• _THE PROBLEM_
Only one span belongs in the answer: the line holding "Target: concrete column" through the last line of the entries below, retyped exactly.

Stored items
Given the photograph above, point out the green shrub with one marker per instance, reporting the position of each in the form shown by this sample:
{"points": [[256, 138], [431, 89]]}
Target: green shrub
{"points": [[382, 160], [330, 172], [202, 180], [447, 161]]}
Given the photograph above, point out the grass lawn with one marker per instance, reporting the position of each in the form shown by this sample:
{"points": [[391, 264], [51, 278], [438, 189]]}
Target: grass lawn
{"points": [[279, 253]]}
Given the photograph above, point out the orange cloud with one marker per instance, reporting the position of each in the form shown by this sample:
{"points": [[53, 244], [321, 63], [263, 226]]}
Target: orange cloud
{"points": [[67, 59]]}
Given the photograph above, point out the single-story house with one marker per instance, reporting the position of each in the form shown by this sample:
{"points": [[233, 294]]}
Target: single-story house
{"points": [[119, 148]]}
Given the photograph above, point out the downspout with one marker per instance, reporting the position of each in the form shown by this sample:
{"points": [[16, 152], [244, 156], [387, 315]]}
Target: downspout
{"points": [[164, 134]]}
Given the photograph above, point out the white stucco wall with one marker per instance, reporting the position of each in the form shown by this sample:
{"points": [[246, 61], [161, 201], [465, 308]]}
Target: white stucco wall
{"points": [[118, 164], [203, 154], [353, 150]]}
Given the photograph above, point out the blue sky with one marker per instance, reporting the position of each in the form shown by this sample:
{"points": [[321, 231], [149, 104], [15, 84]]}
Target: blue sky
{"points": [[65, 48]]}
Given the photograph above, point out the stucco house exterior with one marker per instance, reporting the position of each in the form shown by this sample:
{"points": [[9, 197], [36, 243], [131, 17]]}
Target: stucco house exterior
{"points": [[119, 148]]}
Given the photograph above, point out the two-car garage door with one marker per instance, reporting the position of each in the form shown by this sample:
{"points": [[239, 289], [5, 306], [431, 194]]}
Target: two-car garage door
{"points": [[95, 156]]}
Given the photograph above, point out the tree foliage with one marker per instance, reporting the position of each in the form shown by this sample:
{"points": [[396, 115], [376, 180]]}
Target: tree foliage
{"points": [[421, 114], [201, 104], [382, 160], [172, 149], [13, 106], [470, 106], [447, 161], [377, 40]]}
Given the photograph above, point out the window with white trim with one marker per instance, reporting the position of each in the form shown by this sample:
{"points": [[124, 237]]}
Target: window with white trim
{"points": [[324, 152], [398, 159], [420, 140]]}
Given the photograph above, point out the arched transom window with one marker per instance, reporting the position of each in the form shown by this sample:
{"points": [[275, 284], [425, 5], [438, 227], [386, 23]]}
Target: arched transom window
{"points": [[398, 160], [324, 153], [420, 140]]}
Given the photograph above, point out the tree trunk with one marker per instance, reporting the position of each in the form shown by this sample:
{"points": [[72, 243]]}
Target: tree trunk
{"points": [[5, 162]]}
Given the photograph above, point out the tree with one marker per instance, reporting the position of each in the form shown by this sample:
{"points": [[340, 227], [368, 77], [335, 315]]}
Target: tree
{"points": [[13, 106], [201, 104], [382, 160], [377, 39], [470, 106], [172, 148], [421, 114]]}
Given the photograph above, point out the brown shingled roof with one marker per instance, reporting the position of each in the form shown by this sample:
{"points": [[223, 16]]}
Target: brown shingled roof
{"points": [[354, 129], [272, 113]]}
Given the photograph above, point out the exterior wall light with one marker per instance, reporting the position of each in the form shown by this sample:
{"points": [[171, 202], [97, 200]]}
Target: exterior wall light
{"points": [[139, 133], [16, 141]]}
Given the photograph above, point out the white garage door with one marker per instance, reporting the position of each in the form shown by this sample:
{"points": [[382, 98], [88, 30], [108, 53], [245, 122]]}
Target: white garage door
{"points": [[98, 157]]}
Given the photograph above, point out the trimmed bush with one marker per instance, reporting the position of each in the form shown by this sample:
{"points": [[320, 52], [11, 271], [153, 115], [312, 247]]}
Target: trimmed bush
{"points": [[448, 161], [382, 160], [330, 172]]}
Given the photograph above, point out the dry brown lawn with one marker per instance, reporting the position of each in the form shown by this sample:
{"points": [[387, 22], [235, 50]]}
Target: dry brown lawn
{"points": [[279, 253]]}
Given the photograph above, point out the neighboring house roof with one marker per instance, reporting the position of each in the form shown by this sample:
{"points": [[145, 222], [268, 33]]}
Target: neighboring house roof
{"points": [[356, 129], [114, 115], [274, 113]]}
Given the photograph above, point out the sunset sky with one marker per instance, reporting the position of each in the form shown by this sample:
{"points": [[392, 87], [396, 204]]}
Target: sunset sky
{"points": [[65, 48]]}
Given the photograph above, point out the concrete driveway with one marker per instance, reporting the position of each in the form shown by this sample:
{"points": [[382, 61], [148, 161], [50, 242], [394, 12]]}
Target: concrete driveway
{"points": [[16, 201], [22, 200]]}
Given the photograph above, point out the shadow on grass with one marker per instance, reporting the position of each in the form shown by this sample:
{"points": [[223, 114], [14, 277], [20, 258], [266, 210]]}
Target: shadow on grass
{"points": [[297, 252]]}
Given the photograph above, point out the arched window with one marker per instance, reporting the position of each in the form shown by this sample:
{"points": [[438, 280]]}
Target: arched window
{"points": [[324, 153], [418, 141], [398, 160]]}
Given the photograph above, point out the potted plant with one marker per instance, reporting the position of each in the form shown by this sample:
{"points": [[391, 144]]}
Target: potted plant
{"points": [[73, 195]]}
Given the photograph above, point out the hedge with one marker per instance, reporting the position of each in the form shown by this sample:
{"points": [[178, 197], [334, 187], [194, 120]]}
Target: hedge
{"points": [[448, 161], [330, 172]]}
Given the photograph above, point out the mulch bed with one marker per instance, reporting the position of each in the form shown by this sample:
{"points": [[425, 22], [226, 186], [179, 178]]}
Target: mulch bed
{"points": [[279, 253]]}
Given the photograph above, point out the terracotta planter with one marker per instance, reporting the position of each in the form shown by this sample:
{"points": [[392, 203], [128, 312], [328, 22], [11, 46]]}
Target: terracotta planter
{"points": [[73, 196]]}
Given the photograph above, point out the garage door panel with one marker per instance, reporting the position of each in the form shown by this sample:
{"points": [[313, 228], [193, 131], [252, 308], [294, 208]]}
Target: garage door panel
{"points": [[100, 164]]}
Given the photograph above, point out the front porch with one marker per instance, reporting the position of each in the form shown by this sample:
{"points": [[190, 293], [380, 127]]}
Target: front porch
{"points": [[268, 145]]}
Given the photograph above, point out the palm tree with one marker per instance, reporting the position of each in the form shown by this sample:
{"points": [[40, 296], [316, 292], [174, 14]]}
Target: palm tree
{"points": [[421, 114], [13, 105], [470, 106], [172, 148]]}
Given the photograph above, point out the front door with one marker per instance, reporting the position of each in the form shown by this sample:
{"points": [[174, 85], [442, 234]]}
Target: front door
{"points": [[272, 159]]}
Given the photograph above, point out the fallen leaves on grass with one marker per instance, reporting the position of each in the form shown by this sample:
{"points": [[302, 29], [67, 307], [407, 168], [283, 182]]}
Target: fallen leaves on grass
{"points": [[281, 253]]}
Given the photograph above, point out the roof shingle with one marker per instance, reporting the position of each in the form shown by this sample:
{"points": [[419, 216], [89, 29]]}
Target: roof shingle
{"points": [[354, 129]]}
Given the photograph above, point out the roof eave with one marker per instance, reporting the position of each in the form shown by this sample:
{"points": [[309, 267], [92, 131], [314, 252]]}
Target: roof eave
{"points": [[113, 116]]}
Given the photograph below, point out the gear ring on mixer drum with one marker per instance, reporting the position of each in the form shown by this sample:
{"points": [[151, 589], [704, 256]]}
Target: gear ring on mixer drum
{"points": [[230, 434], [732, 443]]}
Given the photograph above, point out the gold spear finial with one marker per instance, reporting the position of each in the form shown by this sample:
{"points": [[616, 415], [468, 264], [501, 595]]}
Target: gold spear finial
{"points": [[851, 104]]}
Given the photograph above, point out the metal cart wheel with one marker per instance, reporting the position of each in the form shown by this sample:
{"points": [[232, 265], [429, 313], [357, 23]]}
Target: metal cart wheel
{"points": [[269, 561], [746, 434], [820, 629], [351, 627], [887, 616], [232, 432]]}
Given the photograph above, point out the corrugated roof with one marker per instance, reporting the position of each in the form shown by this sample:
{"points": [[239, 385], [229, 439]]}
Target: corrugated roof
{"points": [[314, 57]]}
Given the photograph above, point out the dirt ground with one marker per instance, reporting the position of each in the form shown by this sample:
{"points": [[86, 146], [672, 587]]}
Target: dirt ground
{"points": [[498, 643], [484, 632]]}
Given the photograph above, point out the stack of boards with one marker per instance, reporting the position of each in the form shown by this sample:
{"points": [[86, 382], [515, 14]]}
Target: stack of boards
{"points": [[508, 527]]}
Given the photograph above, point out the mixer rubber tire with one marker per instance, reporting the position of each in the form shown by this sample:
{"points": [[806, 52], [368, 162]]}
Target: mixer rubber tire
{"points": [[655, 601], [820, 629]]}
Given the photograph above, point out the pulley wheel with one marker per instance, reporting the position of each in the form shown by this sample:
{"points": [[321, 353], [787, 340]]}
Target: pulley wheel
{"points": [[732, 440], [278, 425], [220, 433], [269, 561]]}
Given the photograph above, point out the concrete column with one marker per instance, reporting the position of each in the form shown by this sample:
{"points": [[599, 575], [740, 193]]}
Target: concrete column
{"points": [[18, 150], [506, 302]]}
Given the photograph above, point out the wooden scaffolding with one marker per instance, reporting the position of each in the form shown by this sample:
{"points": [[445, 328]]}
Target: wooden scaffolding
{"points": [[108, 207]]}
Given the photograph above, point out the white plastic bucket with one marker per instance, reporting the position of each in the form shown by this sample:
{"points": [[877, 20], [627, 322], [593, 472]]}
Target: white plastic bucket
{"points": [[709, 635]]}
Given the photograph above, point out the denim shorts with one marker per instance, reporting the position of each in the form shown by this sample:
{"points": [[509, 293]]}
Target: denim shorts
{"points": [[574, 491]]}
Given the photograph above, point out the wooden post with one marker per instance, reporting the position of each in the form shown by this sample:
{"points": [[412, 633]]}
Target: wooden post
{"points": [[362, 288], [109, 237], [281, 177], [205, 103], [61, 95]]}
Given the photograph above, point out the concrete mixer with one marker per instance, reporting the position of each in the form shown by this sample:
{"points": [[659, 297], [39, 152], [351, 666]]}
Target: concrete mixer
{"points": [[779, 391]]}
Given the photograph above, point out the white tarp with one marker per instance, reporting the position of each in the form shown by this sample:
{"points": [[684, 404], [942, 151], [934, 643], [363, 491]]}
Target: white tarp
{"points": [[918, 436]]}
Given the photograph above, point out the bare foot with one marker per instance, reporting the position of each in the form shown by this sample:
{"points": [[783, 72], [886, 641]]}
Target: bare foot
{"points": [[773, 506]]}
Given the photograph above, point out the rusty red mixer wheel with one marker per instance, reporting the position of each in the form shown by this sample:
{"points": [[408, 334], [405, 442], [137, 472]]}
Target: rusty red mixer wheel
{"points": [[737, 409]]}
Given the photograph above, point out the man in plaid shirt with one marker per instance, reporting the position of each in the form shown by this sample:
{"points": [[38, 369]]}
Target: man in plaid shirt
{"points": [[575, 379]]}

• _RESULT OF THIS TASK_
Target: concrete column
{"points": [[18, 150], [506, 302]]}
Given the photograph above, point out the wooden scaffolding with one marker per instance, reporting the position of each in the form shown by this sample:
{"points": [[445, 328]]}
Target: wooden scaffolding
{"points": [[108, 207]]}
Given the photograph above, point out the white plastic bucket with one marker per instance, reporting the position of each in the form shown by this sample:
{"points": [[877, 20], [627, 322], [593, 472]]}
Target: white plastic bucket
{"points": [[709, 635]]}
Given the photograph above, point out the denim shorts with one marker per instance, reporting the position of each in the form shown by this sample:
{"points": [[509, 293]]}
Target: denim shorts
{"points": [[574, 491]]}
Given the photograph above, point out the wooden post with one marker per instance, reporting the position of each in the form shown by this sample:
{"points": [[412, 633]]}
Target: wooden post
{"points": [[362, 288], [109, 237], [281, 177], [205, 103], [61, 95]]}
Given the photograph above, point out the concrete mixer with one marker per instance, reporting the position of each in the form shown by this sample:
{"points": [[659, 297], [39, 152], [351, 666]]}
Target: concrete mixer
{"points": [[779, 391]]}
Given the photograph above, point out the white tarp with one marker per instance, reporting the position of each in the form shown by this sample:
{"points": [[684, 404], [942, 151], [934, 643], [363, 491]]}
Target: white tarp
{"points": [[918, 436]]}
Given the photograph above, point out the bare foot with one marker per instance, reporting the position of each in the form shown by this sample:
{"points": [[783, 72], [886, 641]]}
Target: bare foot
{"points": [[773, 506]]}
Given the photograph above, point out the rusty red mixer wheel with one marker per instance, reporting the position of each in the form shown by this sample:
{"points": [[408, 334], [405, 442], [137, 472]]}
Target: rusty red mixer wheel
{"points": [[737, 409]]}
Given the photograph above, point out the man in plaid shirt with one marker per instance, reporting the position of each in the form shown by this sample:
{"points": [[38, 369]]}
Target: man in plaid shirt
{"points": [[575, 379]]}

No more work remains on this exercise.